Each entry that follows should be retyped exactly.

- _Records supplied_:
··········

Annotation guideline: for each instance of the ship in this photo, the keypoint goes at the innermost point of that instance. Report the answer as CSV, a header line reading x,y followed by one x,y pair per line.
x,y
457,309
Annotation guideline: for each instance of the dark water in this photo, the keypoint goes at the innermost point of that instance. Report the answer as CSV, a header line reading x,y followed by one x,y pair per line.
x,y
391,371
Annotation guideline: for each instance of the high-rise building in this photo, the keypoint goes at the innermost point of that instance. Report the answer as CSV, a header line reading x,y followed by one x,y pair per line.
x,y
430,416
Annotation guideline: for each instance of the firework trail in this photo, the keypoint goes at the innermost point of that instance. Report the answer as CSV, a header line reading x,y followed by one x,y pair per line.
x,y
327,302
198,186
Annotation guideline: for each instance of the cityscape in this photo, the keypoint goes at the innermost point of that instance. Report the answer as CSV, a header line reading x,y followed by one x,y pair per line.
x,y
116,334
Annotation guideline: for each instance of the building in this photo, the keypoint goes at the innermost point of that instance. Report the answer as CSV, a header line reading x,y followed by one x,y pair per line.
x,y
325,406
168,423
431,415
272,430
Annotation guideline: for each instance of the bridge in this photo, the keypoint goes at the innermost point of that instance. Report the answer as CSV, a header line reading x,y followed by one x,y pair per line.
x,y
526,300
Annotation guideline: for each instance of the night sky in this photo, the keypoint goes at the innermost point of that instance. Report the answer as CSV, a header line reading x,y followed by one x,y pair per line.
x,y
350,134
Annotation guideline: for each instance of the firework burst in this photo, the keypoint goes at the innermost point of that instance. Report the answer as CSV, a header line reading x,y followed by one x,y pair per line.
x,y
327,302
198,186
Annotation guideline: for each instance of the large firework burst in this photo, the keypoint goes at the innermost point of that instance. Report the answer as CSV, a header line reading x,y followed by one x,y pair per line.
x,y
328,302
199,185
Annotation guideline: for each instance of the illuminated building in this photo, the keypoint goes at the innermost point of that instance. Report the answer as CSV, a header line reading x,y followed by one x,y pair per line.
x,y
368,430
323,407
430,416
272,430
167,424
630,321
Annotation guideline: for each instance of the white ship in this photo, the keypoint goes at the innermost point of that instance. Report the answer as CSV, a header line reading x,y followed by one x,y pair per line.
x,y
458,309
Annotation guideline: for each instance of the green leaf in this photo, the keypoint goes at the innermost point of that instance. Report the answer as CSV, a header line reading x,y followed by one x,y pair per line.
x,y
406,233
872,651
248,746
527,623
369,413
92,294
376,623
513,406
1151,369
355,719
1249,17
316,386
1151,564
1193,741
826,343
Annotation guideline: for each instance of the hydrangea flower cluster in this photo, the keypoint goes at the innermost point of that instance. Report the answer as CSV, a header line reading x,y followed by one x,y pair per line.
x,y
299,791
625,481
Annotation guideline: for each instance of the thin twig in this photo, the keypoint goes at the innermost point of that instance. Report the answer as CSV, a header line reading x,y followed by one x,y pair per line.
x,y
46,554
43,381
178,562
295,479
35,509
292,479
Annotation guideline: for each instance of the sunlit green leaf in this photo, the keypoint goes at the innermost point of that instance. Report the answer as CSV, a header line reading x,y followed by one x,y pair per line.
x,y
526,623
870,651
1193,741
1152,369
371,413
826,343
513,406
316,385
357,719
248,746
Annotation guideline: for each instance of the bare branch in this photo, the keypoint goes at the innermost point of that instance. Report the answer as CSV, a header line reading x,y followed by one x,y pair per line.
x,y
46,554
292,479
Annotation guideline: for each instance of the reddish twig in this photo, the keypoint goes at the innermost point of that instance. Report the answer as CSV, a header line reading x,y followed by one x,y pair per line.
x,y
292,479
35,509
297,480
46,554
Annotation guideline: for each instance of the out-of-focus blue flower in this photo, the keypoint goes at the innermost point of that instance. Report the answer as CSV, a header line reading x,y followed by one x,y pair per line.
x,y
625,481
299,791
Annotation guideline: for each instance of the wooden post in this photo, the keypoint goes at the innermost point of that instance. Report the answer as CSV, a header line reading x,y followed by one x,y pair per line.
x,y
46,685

··········

- _Answer to this exercise_:
Annotation guideline: for each instance of the ship in this photo, the keypoint goes at the innermost point of that instance. Report the answer as CSV, a header line reading x,y followed by one x,y pair per line.
x,y
457,309
Annotation guideline: for each instance of the dark water in this photo, the keypoint goes at the innermost point of that instance. Report the answer as CSV, a header line reading x,y followed by one x,y pair per line.
x,y
391,371
Annotation guideline: for each instance of the high-rise building in this photo, the keypoint goes at the innermost point of that instance. Report the answer as CSV, a header line reading x,y followed by one x,y pair per line.
x,y
430,416
Annotation guideline: for each instance of the firework trail in this photo, the keypoint goes at the innermost point of that instance. Report the answer as CSV, a header line reading x,y followed by one x,y pair per line.
x,y
327,302
198,186
Annotation guideline: for each instance of the cityscape in this photo, the keypoint goes at the innermost point of that instance. Report the answer as CSV, a header line reading x,y followed by one x,y pair per line.
x,y
116,334
Annotation guideline: for each instance of the building in this photo, the keypoint goes at the innermost point of that instance. Report the answer as CSV, a header line reading x,y followed by one x,y pair per line.
x,y
325,406
168,423
431,415
272,430
Annotation guideline: for each instance of the bridge in this photo, the keypoint goes at the innermost point of that instance. Report the answer as CSV, a header line reading x,y followed by one x,y pair per line.
x,y
526,300
Annotation guideline: for each instance of the night sky in this photo, the keypoint goes at the innermost point of that instance. Report the answer as CSV, a header line reading x,y followed by one x,y pair per line.
x,y
350,134
Annotation guideline: for each instance of the firework burst in this photo, the keypoint goes at the innermost point of that instance. Report the answer as CSV, a header line reading x,y followed by one x,y pair per line.
x,y
327,302
198,186
Annotation guideline: for each instance of the large firework burst in this photo, the keypoint goes at the innermost point of that instance. Report the answer as CSV, a header line reading x,y followed by one x,y pair per line.
x,y
328,302
199,185
Annotation guideline: for each instance of the illuminated building in this photo, the keypoint goes at the innermost point of that instance. Report the answer as CSV, a header line reading x,y followed by one x,y pair per line.
x,y
368,430
323,407
430,416
272,430
167,424
630,321
Annotation guideline: for each instance of the white ship in this photo, the keypoint goes at the innermost point of that instance. Report the answer as CSV, a header line reading x,y followed by one x,y pair per line.
x,y
458,309
Annotation guideline: for each instance of the green leaf in this photo, the keypoint goes at the innermost point of that instance. Report the answer as CSV, a header line reading x,y followed by one x,y pair per line.
x,y
406,233
872,651
248,746
527,623
369,413
92,294
376,623
513,406
1151,369
355,719
1249,17
316,386
1151,564
1193,741
826,343
Annotation guideline: for each instance of the hydrangea flower cluster in this photo, the keypoint goes at the innermost point of that instance. Report the answer as CSV, a header line reading x,y followed by one x,y pair per line.
x,y
299,791
625,481
Annotation guideline: for each instance of the thin twig in this photo, the keypoint goes at the innermost point of that instance. Report the answer as CSV, a header line reading x,y followed by one x,y pair per line.
x,y
46,554
43,381
178,562
295,479
35,509
292,479
Annotation guideline: for each instance of the sunlit green leaf in this photo, the keypoint goes at the innermost point of that instance. Report the answer as CSV, a header line reading x,y followed by one x,y pair per line.
x,y
526,623
870,651
1193,741
1152,369
371,413
826,343
513,406
316,385
357,719
248,746
Annotation guideline: for each instance of the bare branch in this photo, the keypoint goes at the innermost point of that instance. Report the answer as CSV, a header line reading x,y followed by one x,y pair per line.
x,y
46,554
292,479
Annotation guideline: for each instance of the reddish twig in this photo, the keypoint goes at the innermost point of that instance. Report the answer as CSV, a header line reading x,y followed by one x,y pair per line.
x,y
292,479
35,509
297,480
46,554
Annotation guideline: for each instance of the out-of-focus blue flower in this photo, the keypoint goes at the innermost point of that instance. Report the answer as CSV, a header line reading x,y followed by one x,y pair per line.
x,y
625,481
299,791
Annotation guideline: for each instance of the wooden post in this photo, the keypoint goes at the innermost point of that instance. Report the answer as CSV, a header line reading x,y followed by one x,y pair per line.
x,y
46,685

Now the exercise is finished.